* _Data for the task_:
-------
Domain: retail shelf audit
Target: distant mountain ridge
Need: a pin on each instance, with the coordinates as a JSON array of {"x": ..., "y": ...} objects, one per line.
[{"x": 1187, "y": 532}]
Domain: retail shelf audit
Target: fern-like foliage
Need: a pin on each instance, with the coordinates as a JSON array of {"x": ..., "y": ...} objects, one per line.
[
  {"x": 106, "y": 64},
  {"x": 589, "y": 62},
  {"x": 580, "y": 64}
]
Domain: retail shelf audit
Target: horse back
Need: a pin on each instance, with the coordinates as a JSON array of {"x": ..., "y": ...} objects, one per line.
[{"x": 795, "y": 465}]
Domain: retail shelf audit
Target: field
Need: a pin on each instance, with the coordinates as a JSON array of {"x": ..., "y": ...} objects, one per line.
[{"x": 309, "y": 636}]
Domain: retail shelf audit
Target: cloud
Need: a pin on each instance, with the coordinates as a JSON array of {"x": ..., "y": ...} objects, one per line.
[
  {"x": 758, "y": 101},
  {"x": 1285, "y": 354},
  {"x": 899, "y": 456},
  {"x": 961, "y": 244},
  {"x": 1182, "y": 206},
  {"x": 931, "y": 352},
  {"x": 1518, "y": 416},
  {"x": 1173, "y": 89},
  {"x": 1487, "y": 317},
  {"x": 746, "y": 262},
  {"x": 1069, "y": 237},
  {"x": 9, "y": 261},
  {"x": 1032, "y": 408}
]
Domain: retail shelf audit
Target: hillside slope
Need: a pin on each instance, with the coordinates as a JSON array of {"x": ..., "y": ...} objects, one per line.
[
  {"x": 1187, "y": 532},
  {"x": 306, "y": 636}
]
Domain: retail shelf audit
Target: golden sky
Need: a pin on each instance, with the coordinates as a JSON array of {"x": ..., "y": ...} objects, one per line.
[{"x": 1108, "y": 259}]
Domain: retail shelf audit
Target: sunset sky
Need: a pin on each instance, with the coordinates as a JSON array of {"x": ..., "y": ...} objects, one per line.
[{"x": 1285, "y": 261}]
-------
* _What is required_:
Reproduce the whole listing above line for line, changing nothing.

* _Response_:
Domain: retail shelf audit
Target: distant mountain ridge
Need: a pin on each instance, with the coordinates as a JSON array of {"x": ..., "y": ...} objects, one per line.
[{"x": 1187, "y": 532}]
Domain: retail shelf audit
Target: fern-like foliage
Need: a pin on each instance, with the coordinates as a JSON array of {"x": ..., "y": ...} objects, one per line.
[
  {"x": 106, "y": 64},
  {"x": 589, "y": 62},
  {"x": 580, "y": 64}
]
Domain: retail shelf audit
Target: horse back
Need: a pin on each instance, with the coordinates as a JSON array of {"x": ..., "y": ...} objects, one per line.
[{"x": 795, "y": 465}]
Domain: retail shelf audit
Target: field
Need: a pin on each instance, with the coordinates as a JSON array of {"x": ..., "y": ...} objects, one per line.
[{"x": 309, "y": 636}]
Domain: retail shelf audit
Target: cloud
Need: a pin on each instance, with the coordinates as a JSON array of {"x": ..., "y": ...} objects, one per line.
[
  {"x": 758, "y": 101},
  {"x": 1285, "y": 354},
  {"x": 899, "y": 456},
  {"x": 961, "y": 244},
  {"x": 1182, "y": 206},
  {"x": 931, "y": 352},
  {"x": 1518, "y": 416},
  {"x": 1173, "y": 89},
  {"x": 1487, "y": 317},
  {"x": 746, "y": 262},
  {"x": 1069, "y": 237},
  {"x": 9, "y": 261},
  {"x": 1032, "y": 408}
]
Domain: retail shelf audit
Target: hillside slope
Need: a pin on each instance, with the coordinates as a JSON array of {"x": ..., "y": ...} objects, one per line.
[
  {"x": 1187, "y": 532},
  {"x": 306, "y": 636}
]
Domain: retail shelf audit
Target: golden sky
Need: a pin on each instance, with the coordinates as a JSON array of {"x": ..., "y": ...} objects, one per line.
[{"x": 1108, "y": 259}]
Domain: retail shelf audit
Target: sunset sky
Need: a pin on each instance, with the coordinates as a JSON array of {"x": ..., "y": ...} objects, one per line.
[{"x": 1285, "y": 261}]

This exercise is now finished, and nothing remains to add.